Ilustrasi Kebun dan Pengakuan Kekuatan Allah (Mā shāʾa Llāhu lā quwwata illā bi-Llāh).
Surah Al-Kahfi menempati posisi yang sangat istimewa dalam khazanah Islam, dikenal sebagai surah yang mengandung berbagai pelajaran esensial mengenai ujian keimanan, godaan duniawi, kesabaran, dan pengetahuan yang tersembunyi. Di antara kisah-kisah agung yang diceritakannya—kisah Ashabul Kahfi (Para Penghuni Gua), kisah Nabi Musa dan Khidir, serta kisah Dzulqarnain—terdapat satu narasi yang sangat tajam dan relevan bagi kehidupan sehari-hari, yaitu kisah dua orang pemilik kebun yang kaya raya.
Inti dari kisah ini terangkum dalam ayat ke-39, sebuah formula pengakuan total akan kekuasaan Ilahi yang seharusnya diucapkan oleh setiap individu ketika menyaksikan kesuksesan, kekayaan, atau berkah yang luar biasa, baik milik sendiri maupun milik orang lain. Ayat ini bukan hanya sekadar doa pelindung, melainkan sebuah pernyataan teologis fundamental yang menegaskan bahwa segala sesuatu yang terjadi di alam semesta ini berada dalam genggaman kehendak Allah semata. Tanpa penghayatan terhadap prinsip ini, kenikmatan yang kita miliki rentan menjadi sumber kesombongan dan, pada akhirnya, kehancuran.
#####
* **INSTRUKSI TUGAS**:
1. Menurut teks bacaan, ayat keberapa dari Surah Al-Kahfi yang merangkum inti kisah dua pemilik kebun?
2. Tolong ketik ulang isi daftar di bawah, dari baris yang memuat "Q: Point to every instance of the silhouetted" hingga baris terakhir daftar itu, kedua ujungnya ikut disertakan.
Teks bacaan dan daftar di bawahnya diambil dari sumber yang berlainan.
#####
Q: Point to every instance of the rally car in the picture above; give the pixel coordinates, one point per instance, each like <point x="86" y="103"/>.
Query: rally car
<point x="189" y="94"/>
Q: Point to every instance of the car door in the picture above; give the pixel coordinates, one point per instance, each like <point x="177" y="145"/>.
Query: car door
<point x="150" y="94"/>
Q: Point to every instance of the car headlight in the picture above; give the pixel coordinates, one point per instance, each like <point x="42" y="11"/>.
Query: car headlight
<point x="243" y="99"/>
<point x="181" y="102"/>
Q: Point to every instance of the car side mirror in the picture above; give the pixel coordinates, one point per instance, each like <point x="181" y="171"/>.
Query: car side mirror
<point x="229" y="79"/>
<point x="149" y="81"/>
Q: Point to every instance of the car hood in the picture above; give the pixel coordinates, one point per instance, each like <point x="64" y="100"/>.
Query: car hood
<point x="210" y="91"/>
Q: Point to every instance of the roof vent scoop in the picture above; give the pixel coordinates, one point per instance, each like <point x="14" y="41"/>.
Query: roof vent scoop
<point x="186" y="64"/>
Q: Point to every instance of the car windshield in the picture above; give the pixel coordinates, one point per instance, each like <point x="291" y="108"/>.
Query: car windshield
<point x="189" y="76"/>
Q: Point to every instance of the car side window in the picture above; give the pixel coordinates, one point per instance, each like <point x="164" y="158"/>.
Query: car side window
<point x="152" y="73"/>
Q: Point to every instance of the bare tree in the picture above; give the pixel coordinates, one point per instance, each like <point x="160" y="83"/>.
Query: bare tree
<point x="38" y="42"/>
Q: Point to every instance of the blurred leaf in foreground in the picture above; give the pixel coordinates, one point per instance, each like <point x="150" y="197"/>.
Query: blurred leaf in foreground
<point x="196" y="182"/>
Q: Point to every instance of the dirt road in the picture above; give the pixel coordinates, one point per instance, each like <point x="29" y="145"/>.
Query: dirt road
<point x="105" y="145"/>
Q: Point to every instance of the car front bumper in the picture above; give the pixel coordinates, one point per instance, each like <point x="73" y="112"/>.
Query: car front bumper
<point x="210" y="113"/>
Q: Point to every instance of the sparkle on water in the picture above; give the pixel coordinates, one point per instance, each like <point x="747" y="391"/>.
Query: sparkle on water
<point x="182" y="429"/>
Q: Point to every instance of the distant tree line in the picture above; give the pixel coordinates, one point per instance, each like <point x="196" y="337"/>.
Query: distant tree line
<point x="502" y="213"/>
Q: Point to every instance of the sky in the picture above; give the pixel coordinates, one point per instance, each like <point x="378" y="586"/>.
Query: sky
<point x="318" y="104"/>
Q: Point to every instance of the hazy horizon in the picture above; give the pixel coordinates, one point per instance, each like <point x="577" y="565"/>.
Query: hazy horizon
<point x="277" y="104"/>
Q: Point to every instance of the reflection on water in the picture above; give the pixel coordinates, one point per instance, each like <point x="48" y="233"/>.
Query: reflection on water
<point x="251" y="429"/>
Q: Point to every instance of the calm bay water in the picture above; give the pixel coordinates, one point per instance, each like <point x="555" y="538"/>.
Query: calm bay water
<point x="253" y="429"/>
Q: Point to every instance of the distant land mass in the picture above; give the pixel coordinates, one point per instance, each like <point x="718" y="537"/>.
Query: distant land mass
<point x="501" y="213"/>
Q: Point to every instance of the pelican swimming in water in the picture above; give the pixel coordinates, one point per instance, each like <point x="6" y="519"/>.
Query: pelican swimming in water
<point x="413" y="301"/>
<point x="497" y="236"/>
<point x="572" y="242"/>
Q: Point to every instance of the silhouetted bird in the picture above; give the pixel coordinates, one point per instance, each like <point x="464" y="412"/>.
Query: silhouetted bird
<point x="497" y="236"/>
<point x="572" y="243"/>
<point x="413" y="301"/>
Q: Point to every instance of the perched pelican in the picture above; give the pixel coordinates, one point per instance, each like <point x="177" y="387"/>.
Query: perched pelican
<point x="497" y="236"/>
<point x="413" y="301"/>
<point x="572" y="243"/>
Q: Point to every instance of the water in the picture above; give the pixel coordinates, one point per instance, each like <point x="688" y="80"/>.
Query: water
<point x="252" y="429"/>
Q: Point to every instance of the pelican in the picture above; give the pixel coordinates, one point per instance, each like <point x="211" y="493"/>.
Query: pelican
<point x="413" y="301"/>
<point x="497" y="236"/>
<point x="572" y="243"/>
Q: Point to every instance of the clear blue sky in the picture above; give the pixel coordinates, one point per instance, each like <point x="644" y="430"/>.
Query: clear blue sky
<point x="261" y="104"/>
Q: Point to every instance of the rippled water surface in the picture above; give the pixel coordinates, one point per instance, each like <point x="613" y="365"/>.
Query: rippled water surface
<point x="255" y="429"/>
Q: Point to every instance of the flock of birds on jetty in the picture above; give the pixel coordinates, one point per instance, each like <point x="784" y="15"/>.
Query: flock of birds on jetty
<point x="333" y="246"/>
#####
* **HASIL YANG DIHARAPKAN**:
1. Ayat ke-39.

2.
Q: Point to every instance of the silhouetted bird in the picture above; give the pixel coordinates, one point per instance, each like <point x="464" y="412"/>.
Query: silhouetted bird
<point x="497" y="236"/>
<point x="572" y="243"/>
<point x="413" y="301"/>
Q: Point to every instance of the perched pelican in the picture above; give the pixel coordinates, one point per instance, each like <point x="177" y="387"/>.
Query: perched pelican
<point x="497" y="236"/>
<point x="413" y="301"/>
<point x="572" y="243"/>
Q: Point to every instance of the water in the picture above; give the pixel coordinates, one point per instance, each like <point x="688" y="80"/>.
Query: water
<point x="252" y="429"/>
Q: Point to every instance of the pelican in the picture above; give the pixel coordinates, one point per instance, each like <point x="211" y="493"/>.
Query: pelican
<point x="413" y="301"/>
<point x="497" y="236"/>
<point x="572" y="243"/>
Q: Point to every instance of the clear blue sky in the picture above; give the pixel coordinates, one point per instance, each like <point x="644" y="430"/>.
Query: clear blue sky
<point x="261" y="104"/>
Q: Point to every instance of the rippled water surface in the picture above; give the pixel coordinates, one point per instance, each like <point x="613" y="365"/>.
Query: rippled water surface
<point x="255" y="429"/>
Q: Point to every instance of the flock of birds on jetty in the picture above; give the pixel coordinates, one point per instance, each like <point x="784" y="15"/>.
Query: flock of birds on jetty
<point x="333" y="246"/>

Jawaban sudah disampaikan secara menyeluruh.